** Opening EXERCISE MATERIALS block **

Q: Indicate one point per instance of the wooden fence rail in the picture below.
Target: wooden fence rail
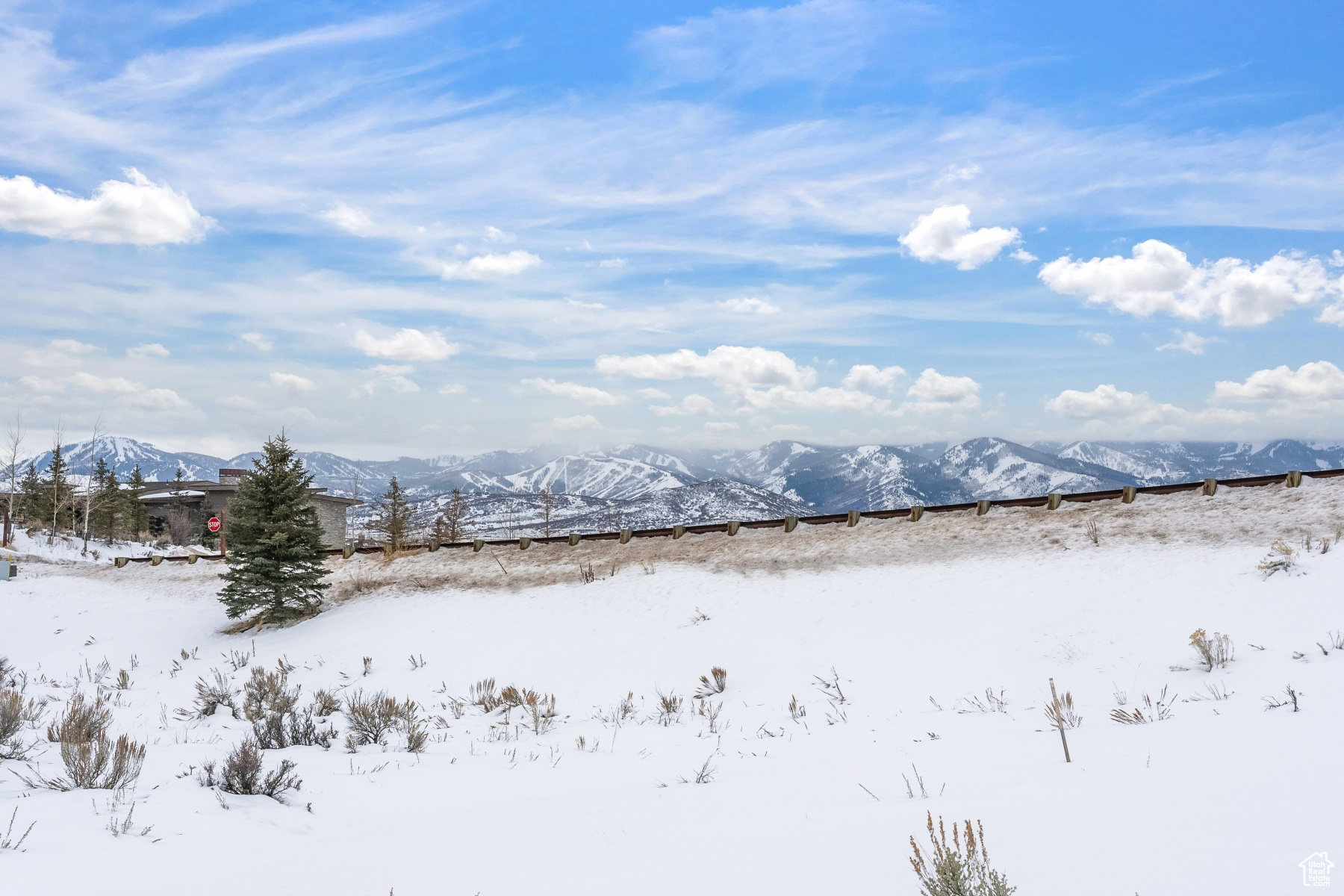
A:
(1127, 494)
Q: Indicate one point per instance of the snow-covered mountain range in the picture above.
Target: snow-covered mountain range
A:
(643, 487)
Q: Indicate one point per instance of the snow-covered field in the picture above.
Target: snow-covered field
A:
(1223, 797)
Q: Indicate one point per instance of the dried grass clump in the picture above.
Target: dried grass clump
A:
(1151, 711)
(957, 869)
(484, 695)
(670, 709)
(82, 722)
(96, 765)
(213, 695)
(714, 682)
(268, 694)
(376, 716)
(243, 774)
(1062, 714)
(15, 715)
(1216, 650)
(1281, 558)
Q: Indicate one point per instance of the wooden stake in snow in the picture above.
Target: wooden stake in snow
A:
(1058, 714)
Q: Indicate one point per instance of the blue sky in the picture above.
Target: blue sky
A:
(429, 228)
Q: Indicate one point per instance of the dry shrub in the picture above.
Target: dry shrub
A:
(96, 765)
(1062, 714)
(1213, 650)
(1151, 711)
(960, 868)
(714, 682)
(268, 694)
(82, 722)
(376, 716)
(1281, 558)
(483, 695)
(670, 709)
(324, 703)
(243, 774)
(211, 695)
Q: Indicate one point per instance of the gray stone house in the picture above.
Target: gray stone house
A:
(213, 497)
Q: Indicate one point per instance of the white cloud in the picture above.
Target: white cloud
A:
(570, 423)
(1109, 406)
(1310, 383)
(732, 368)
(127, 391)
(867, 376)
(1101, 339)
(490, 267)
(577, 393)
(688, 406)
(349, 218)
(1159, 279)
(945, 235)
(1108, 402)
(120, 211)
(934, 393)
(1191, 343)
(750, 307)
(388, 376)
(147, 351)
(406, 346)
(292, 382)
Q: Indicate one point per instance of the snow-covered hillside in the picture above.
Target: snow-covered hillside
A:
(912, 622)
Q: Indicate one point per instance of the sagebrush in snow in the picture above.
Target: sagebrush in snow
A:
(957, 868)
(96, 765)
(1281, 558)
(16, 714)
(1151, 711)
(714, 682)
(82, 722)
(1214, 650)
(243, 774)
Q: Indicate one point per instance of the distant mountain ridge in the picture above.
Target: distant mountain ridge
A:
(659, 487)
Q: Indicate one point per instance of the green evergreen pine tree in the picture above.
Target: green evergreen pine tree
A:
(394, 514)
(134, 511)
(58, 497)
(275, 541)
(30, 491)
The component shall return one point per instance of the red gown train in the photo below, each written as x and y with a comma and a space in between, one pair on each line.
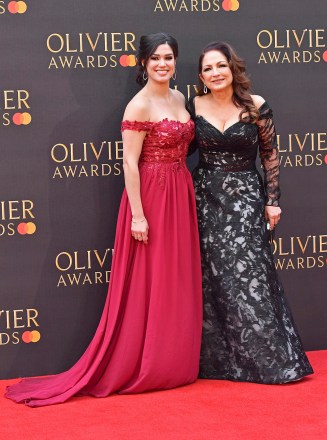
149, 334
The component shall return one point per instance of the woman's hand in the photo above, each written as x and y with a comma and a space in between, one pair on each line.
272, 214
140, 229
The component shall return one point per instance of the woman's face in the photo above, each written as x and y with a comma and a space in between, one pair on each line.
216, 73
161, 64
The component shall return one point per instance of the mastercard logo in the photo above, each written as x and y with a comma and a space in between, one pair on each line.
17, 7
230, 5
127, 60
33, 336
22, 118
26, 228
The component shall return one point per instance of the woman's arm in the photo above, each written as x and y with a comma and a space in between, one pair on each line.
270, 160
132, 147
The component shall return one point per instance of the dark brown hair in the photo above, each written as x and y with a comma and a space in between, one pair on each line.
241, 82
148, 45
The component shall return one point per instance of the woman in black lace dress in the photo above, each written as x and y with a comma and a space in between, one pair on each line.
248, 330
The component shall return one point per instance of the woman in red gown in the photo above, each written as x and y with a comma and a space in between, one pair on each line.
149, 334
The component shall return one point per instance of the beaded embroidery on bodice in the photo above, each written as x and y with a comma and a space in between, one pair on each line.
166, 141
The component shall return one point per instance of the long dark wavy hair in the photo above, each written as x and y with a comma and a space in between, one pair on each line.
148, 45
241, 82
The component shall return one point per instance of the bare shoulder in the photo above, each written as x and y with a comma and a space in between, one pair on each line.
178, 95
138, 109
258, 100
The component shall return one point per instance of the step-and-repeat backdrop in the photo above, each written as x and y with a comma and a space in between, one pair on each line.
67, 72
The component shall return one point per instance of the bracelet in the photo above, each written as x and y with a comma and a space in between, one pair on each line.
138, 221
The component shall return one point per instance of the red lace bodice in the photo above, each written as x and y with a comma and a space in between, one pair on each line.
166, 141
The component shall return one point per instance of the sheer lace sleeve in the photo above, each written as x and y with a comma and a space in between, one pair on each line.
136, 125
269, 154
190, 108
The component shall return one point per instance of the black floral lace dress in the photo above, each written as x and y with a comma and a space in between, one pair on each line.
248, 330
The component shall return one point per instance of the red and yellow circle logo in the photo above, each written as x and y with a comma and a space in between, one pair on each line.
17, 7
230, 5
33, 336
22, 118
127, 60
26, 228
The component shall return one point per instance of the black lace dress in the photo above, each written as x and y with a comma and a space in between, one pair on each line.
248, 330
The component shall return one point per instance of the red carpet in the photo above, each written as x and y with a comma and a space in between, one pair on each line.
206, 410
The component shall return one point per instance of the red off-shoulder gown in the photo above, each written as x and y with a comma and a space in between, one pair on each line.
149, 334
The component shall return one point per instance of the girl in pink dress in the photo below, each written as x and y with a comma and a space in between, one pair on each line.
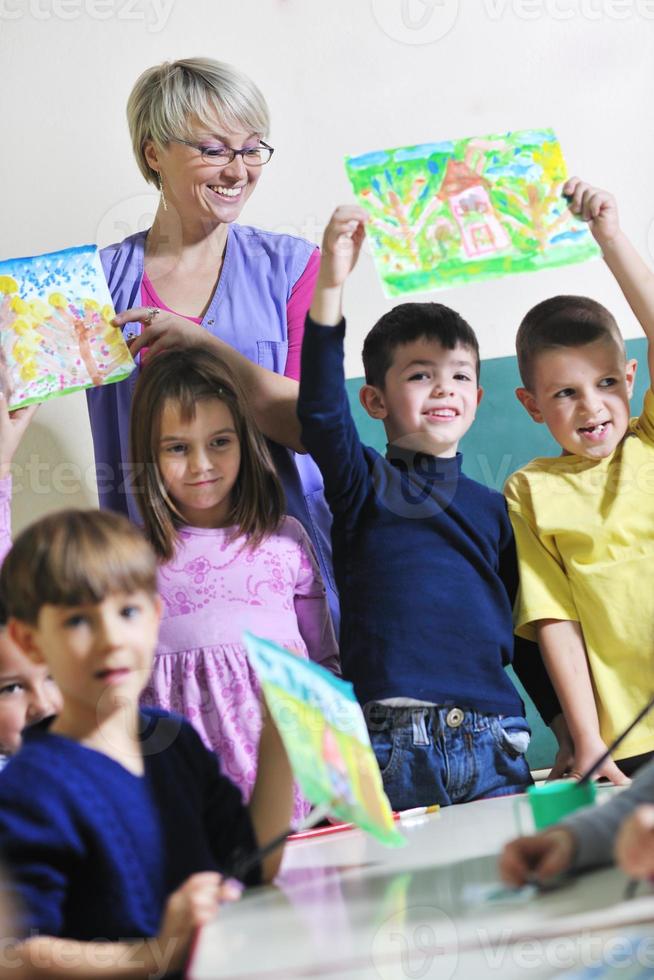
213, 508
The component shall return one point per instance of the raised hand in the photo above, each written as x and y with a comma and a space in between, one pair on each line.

** Closing EXERCISE MATERIALS block **

> [GOAL OF THE EXERCISE]:
Find the word "fence" in the entries above and gather every line that holds it.

> [RESULT FOR THIS TASK]:
Q: Indicate one point per instance of the wooden fence rail in the picture below.
Target: wooden fence rail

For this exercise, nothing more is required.